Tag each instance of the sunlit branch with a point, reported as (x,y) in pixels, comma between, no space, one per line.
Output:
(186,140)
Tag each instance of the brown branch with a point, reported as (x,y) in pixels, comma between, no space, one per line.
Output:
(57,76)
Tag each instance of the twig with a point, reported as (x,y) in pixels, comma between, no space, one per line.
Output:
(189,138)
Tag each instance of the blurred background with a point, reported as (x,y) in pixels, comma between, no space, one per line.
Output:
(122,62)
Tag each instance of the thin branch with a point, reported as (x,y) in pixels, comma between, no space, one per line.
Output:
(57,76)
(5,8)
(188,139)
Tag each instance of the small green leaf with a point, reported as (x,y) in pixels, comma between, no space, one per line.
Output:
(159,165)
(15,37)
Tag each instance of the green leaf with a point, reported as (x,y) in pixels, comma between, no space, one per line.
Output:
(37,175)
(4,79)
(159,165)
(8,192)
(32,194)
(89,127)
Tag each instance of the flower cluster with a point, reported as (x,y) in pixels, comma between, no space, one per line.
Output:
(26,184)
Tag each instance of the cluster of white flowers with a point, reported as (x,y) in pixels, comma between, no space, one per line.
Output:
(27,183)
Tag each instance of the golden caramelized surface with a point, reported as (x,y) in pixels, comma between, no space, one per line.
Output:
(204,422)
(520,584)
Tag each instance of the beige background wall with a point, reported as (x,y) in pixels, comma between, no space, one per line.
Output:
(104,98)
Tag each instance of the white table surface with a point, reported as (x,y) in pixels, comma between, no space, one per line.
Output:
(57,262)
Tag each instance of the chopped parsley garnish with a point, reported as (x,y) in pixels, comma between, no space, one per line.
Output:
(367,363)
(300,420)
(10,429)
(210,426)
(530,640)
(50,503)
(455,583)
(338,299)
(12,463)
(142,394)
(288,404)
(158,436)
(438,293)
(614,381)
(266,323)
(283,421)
···
Énoncé du problème:
Reproduisez à l'identique les lignes des données, depuis la ligne contenant « Tag each instance of the green » jusqu'à la fin des données, bornes incluses.

Solution proposée:
Tag each instance of the green leaf with a point, reported as (x,y) in pixels, comma between, no space, one per line.
Output:
(37,175)
(4,79)
(159,165)
(8,192)
(32,194)
(89,127)
Tag each instance of the flower cluster with a point, reported as (x,y) in pixels, comma between, no space, one per line.
Output:
(26,184)
Tag each instance of the cluster of white flowers with a point, reported as (x,y) in pixels, comma between, no space, one per line.
Output:
(27,183)
Tag each instance of the golden caramelized surface with a point, reported as (x,y) in pixels, comma between, no space, one per line.
Output:
(204,422)
(520,584)
Tag each instance of the beige background wall with a point, reported as (x,y) in pixels, comma between, no space, one per line.
Output:
(104,98)
Tag each instance of the white table surface with a point, reported as (x,y) in pixels, comma between, no space, one per line.
Output:
(57,262)
Tag each instance of the chopped parsley garnish with a point, reported as (x,y) in pixels, comma between, no space, one per line.
Output:
(367,363)
(300,420)
(10,429)
(210,426)
(530,640)
(50,503)
(455,583)
(338,299)
(12,463)
(142,394)
(288,404)
(158,436)
(438,293)
(614,381)
(266,323)
(283,421)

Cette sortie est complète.